**Task statement**
Reproduce each of the rows below verbatim, with every character unchanged.

**Data for this task**
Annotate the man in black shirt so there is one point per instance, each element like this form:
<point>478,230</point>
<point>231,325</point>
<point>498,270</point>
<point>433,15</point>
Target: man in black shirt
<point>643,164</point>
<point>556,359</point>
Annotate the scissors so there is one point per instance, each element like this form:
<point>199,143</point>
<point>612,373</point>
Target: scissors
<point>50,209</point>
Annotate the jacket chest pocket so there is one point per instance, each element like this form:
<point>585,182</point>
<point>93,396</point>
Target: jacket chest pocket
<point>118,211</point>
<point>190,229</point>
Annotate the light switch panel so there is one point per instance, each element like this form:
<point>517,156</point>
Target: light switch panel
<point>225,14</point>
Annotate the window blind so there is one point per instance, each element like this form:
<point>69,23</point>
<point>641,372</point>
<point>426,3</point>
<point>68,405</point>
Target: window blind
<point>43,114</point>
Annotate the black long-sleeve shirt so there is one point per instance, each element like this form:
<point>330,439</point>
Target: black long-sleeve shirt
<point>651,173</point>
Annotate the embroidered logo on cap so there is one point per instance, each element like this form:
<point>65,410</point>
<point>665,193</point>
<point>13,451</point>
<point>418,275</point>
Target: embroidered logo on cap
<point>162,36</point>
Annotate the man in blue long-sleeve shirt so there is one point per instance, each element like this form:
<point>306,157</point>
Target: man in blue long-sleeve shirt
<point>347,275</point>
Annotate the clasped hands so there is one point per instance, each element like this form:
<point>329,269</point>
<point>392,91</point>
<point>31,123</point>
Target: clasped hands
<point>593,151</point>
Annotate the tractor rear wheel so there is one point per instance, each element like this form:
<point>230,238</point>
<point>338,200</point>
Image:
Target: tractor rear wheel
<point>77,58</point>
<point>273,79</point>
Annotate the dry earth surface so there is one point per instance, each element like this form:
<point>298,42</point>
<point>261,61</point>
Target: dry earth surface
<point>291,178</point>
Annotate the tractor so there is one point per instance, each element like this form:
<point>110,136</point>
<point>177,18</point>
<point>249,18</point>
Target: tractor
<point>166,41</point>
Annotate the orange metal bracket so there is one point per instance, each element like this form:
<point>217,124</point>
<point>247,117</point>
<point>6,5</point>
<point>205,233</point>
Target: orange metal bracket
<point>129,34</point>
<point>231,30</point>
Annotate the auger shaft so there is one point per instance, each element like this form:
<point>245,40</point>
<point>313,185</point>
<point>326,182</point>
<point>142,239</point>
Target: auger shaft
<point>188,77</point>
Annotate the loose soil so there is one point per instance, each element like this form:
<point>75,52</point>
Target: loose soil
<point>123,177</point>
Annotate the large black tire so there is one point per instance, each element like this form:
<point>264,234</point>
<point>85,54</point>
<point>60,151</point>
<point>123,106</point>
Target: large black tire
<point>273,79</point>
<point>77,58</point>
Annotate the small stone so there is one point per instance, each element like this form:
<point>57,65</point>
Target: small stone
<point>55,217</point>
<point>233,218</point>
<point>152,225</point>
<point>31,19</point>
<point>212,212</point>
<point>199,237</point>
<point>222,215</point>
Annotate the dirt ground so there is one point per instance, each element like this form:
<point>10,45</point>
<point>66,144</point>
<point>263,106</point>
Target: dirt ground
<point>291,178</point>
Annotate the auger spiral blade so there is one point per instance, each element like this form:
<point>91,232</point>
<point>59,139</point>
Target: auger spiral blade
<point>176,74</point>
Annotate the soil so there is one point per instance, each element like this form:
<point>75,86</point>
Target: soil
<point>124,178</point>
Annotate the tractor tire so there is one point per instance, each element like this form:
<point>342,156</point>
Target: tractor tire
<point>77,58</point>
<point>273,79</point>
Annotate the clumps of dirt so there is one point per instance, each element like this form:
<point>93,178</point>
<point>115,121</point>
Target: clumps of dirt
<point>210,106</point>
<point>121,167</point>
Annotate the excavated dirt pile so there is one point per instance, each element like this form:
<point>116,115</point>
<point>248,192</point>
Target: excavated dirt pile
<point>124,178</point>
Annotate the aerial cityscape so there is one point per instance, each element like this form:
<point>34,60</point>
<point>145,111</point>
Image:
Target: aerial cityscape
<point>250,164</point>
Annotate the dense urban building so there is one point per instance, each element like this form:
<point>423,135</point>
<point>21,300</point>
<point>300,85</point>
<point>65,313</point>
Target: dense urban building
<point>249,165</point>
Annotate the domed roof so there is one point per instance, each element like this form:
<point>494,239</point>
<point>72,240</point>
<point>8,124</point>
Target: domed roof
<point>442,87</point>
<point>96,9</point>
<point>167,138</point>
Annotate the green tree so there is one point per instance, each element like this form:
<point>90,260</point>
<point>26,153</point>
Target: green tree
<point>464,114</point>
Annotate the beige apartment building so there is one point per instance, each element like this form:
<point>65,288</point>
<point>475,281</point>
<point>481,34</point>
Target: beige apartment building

**Problem solution**
Annotate the man in black shirt so there is one point per instance, each element like this form:
<point>478,230</point>
<point>231,325</point>
<point>498,270</point>
<point>433,15</point>
Target: man in black shirt
<point>643,164</point>
<point>556,359</point>
Annotate the scissors so there is one point per instance, each element like this form:
<point>199,143</point>
<point>612,373</point>
Target: scissors
<point>50,209</point>
Annotate the jacket chest pocket so there is one point per instance, each element like this form:
<point>585,182</point>
<point>93,396</point>
Target: jacket chest pocket
<point>118,211</point>
<point>190,229</point>
Annotate the light switch panel so there is one point per instance, each element like this form:
<point>517,156</point>
Target: light switch panel
<point>225,14</point>
Annotate the window blind so there is one point per instance, each element like this form:
<point>69,23</point>
<point>641,372</point>
<point>426,3</point>
<point>68,405</point>
Target: window blind
<point>43,114</point>
Annotate the black long-sleeve shirt so there is one point per instance, each element like this form:
<point>330,439</point>
Target: black long-sleeve shirt
<point>651,173</point>
Annotate the embroidered logo on cap so there is one point per instance, each element like this form:
<point>65,410</point>
<point>665,193</point>
<point>13,451</point>
<point>418,275</point>
Target: embroidered logo on cap
<point>162,36</point>
Annotate the man in blue long-sleeve shirt so there is one point per instance, each element like this form:
<point>306,157</point>
Target: man in blue long-sleeve shirt
<point>347,275</point>
Annotate the clasped hands so there is one point per instance, each element like this form:
<point>329,269</point>
<point>392,91</point>
<point>31,123</point>
Target: clasped hands
<point>593,151</point>
Annotate the tractor rear wheel so there is one point per instance, each element like this form:
<point>230,238</point>
<point>338,200</point>
Image:
Target: tractor rear wheel
<point>77,58</point>
<point>273,79</point>
Annotate the dry earth surface so there is one point per instance, each element like this form:
<point>298,42</point>
<point>261,61</point>
Target: dry earth surface
<point>291,178</point>
Annotate the tractor so there is one point per instance, each element like this form:
<point>110,136</point>
<point>177,18</point>
<point>249,18</point>
Target: tractor
<point>166,41</point>
Annotate the orange metal bracket so there is one point per instance, each element like this form:
<point>217,124</point>
<point>247,117</point>
<point>6,5</point>
<point>205,233</point>
Target: orange metal bracket
<point>129,34</point>
<point>231,30</point>
Annotate the auger shaft so there is one point per instance, each element like this form:
<point>245,40</point>
<point>313,185</point>
<point>326,182</point>
<point>142,239</point>
Target: auger shaft
<point>188,77</point>
Annotate the loose soil so there is one point per instance, each element like this form:
<point>75,52</point>
Target: loose soil
<point>123,177</point>
Annotate the large black tire so there is one point per instance, each element like this form:
<point>264,234</point>
<point>85,54</point>
<point>60,151</point>
<point>123,106</point>
Target: large black tire
<point>273,79</point>
<point>77,58</point>
Annotate the small stone so there is one point per instance, each element like this form:
<point>57,65</point>
Target: small stone
<point>55,217</point>
<point>233,218</point>
<point>152,225</point>
<point>31,19</point>
<point>212,212</point>
<point>199,237</point>
<point>222,215</point>
Annotate the dirt ground so there is one point per instance, each element like this form:
<point>10,45</point>
<point>66,144</point>
<point>263,106</point>
Target: dirt ground
<point>291,178</point>
Annotate the auger spiral blade so there is one point per instance, each element like this form:
<point>91,232</point>
<point>59,139</point>
Target: auger spiral blade
<point>176,74</point>
Annotate the soil so there is one point per instance, each element like this form:
<point>75,86</point>
Target: soil
<point>124,178</point>
Annotate the tractor tire so there is one point per instance, each element like this form:
<point>342,156</point>
Target: tractor tire
<point>77,58</point>
<point>273,79</point>
Annotate the clumps of dirt so there is one point per instance, each element like this form:
<point>93,178</point>
<point>115,121</point>
Target: clumps of dirt
<point>210,106</point>
<point>121,167</point>
Annotate the excavated dirt pile so there is one point per instance, each element like this form:
<point>116,115</point>
<point>248,192</point>
Target: excavated dirt pile
<point>124,178</point>
Annotate the aerial cityscape so there is one point per instance, each element like this form:
<point>34,60</point>
<point>145,111</point>
Image:
Target: aerial cityscape
<point>250,164</point>
Annotate the dense urban building so there is one point per instance, each element like this form:
<point>423,135</point>
<point>21,300</point>
<point>300,85</point>
<point>65,313</point>
Target: dense urban building
<point>249,165</point>
Annotate the domed roof so there is one point per instance, each element like this form:
<point>494,239</point>
<point>72,240</point>
<point>8,124</point>
Target: domed roof
<point>442,87</point>
<point>96,9</point>
<point>167,138</point>
Annotate the green tree so there is one point per instance, each element like this form:
<point>90,260</point>
<point>26,153</point>
Target: green tree
<point>464,114</point>
Annotate the beige apartment building so there is one point per instance, each element like this form:
<point>65,288</point>
<point>475,281</point>
<point>481,34</point>
Target: beige apartment building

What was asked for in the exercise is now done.